WHAT THE TASK ASKS →
Print verbatim only the part of the lines that opens with the line containing "TARGET = long concrete bridge" and closes with the line containing "pixel 267 151", including both of those lines.

SUPPLIED RECORDS →

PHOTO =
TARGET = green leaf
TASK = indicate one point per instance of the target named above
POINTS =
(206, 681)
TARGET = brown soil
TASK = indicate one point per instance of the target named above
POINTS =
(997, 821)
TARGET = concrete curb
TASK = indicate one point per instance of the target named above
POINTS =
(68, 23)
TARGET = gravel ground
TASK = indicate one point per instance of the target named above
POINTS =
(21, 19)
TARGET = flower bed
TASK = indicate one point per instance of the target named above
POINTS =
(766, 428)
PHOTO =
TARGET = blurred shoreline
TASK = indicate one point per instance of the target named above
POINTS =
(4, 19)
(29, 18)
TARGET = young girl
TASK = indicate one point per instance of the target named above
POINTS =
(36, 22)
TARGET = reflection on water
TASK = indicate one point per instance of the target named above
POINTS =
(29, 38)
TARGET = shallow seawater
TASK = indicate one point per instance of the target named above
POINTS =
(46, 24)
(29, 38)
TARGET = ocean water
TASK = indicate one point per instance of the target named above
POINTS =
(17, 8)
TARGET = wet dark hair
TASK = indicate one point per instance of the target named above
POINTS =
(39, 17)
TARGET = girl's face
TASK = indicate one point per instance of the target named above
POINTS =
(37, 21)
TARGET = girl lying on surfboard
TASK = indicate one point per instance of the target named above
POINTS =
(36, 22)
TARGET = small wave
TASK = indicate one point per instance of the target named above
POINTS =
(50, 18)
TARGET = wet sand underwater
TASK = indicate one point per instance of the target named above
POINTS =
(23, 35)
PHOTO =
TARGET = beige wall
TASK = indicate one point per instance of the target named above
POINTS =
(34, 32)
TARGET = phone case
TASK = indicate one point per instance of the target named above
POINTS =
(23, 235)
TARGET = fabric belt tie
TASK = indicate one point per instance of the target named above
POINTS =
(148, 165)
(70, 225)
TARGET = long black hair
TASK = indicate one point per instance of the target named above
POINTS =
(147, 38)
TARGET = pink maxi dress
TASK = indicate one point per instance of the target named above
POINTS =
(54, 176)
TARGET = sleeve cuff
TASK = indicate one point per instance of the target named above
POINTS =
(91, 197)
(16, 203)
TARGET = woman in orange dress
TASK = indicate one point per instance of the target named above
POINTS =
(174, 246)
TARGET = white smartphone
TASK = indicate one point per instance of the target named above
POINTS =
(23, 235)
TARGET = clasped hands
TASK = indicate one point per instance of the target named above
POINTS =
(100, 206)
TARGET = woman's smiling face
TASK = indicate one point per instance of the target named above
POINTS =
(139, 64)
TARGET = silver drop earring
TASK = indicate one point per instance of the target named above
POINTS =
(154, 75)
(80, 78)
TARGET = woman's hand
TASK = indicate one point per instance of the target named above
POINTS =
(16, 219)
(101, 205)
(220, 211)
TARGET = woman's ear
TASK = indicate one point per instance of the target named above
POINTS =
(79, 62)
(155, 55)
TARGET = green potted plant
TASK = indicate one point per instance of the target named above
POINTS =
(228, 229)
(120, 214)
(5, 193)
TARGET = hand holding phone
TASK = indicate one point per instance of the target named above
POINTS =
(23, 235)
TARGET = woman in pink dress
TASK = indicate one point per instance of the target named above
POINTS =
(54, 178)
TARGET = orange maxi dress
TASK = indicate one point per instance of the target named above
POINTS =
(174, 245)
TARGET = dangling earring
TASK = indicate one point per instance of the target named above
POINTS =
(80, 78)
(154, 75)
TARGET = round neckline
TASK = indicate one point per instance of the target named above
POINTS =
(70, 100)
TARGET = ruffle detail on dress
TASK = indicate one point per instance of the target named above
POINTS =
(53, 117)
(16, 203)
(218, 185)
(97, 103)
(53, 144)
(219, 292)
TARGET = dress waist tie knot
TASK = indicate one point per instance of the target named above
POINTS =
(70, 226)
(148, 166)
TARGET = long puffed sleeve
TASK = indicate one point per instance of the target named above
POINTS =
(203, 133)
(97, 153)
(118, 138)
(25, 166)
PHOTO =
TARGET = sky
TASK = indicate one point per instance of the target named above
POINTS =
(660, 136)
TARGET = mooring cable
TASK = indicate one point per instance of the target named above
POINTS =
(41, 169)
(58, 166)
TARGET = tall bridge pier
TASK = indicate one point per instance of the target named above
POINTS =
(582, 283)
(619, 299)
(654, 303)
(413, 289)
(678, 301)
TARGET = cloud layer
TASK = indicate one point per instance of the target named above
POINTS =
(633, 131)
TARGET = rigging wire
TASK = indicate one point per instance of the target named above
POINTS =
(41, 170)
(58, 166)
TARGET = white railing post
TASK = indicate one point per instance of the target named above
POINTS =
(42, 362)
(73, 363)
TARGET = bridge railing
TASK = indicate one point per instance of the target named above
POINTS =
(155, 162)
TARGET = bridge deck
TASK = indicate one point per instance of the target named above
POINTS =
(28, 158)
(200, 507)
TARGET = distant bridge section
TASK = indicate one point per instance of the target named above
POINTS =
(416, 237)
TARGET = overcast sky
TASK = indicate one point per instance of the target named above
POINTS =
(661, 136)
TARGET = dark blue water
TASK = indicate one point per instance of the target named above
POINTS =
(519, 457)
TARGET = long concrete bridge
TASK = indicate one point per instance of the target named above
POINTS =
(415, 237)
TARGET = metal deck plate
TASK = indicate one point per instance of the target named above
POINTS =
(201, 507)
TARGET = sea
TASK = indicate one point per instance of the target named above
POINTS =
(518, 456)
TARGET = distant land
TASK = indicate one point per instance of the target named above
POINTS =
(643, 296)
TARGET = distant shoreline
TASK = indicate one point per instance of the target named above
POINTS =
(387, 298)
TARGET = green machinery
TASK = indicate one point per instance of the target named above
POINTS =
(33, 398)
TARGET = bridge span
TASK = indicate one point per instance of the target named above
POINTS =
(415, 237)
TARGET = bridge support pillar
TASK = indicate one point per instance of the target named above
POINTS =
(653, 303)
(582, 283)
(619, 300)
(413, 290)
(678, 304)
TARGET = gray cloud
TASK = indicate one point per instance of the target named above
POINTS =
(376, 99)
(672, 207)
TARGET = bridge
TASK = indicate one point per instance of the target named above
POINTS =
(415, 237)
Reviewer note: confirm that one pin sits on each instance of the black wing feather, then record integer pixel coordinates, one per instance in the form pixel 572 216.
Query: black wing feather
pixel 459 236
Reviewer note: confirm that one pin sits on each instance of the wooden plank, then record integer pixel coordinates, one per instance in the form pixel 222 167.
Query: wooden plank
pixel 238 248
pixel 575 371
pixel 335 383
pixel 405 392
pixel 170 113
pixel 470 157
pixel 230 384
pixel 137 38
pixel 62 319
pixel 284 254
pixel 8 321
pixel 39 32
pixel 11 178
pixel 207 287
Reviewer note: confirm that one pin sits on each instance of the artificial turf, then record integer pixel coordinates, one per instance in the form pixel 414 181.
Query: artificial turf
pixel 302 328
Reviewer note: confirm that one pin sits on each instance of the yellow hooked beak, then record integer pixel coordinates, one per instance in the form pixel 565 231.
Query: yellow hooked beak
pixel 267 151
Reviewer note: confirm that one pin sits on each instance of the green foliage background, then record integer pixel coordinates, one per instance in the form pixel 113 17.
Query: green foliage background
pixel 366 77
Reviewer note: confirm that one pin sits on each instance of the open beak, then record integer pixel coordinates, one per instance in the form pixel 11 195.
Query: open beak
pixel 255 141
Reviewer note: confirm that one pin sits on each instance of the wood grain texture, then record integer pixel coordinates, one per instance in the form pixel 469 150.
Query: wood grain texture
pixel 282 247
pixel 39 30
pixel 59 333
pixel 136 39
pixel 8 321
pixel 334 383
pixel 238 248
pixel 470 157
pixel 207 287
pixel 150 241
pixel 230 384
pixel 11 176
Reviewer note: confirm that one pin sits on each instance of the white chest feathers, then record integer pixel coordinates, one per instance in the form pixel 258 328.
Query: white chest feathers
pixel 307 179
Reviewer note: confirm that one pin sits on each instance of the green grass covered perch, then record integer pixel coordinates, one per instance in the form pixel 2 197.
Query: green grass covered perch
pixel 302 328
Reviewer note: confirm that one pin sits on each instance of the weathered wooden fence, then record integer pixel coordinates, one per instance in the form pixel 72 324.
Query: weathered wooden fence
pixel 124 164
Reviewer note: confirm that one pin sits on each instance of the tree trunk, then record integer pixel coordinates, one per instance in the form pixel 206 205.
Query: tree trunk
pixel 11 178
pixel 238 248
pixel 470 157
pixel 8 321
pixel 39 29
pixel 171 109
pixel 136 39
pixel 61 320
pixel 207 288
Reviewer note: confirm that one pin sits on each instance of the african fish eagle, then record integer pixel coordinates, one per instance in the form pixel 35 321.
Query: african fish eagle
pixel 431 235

IN RESPONSE →
TARGET = long concrete bridge
TASK = indicate one point per instance of the target named above
POINTS =
(415, 237)
TARGET = metal deck plate
TASK = indicate one point per instance of the target named above
POINTS =
(201, 507)
TARGET = sea
TASK = indicate one point per instance of the target named above
POINTS =
(518, 456)
TARGET = distant land
TASK = indicate one point per instance of the target named above
POINTS =
(643, 296)
TARGET = distant shoreline
TASK = indicate one point per instance of the target named above
POINTS =
(387, 298)
TARGET = green machinery
TASK = indicate one point per instance of the target named above
POINTS =
(33, 398)
TARGET = bridge span
TASK = indicate one point per instance of the target named above
POINTS =
(415, 237)
TARGET = bridge support pillar
TASK = indicate one point per instance of the target named above
POINTS =
(653, 303)
(582, 283)
(619, 300)
(413, 290)
(678, 304)
TARGET = gray cloud
TASK = indicate one point per instance of the target named above
POINTS =
(376, 99)
(672, 207)
TARGET = bridge
TASK = indicate one point per instance of the target named above
POINTS =
(415, 237)
Reviewer note: confirm that one pin sits on each instance of the black wing feather, then record integer pixel coordinates, one per instance in the form pixel 572 216.
Query: black wing feather
pixel 459 236
Reviewer note: confirm that one pin sits on each instance of the wooden plank, then record integer pixel coordinates, one per instance in the form pixel 222 167.
Query: wooden plank
pixel 238 248
pixel 575 371
pixel 335 383
pixel 405 392
pixel 170 113
pixel 470 157
pixel 230 384
pixel 137 38
pixel 62 319
pixel 284 254
pixel 8 321
pixel 39 32
pixel 11 178
pixel 207 287
Reviewer note: confirm that one pin sits on each instance of the artificial turf, then record integer pixel coordinates, one per instance in the form pixel 414 181.
Query: artificial turf
pixel 302 328
Reviewer note: confirm that one pin sits on each instance of the yellow hooked beak, then record integer pixel coordinates, one per instance in the form pixel 565 231.
Query: yellow hooked beak
pixel 267 151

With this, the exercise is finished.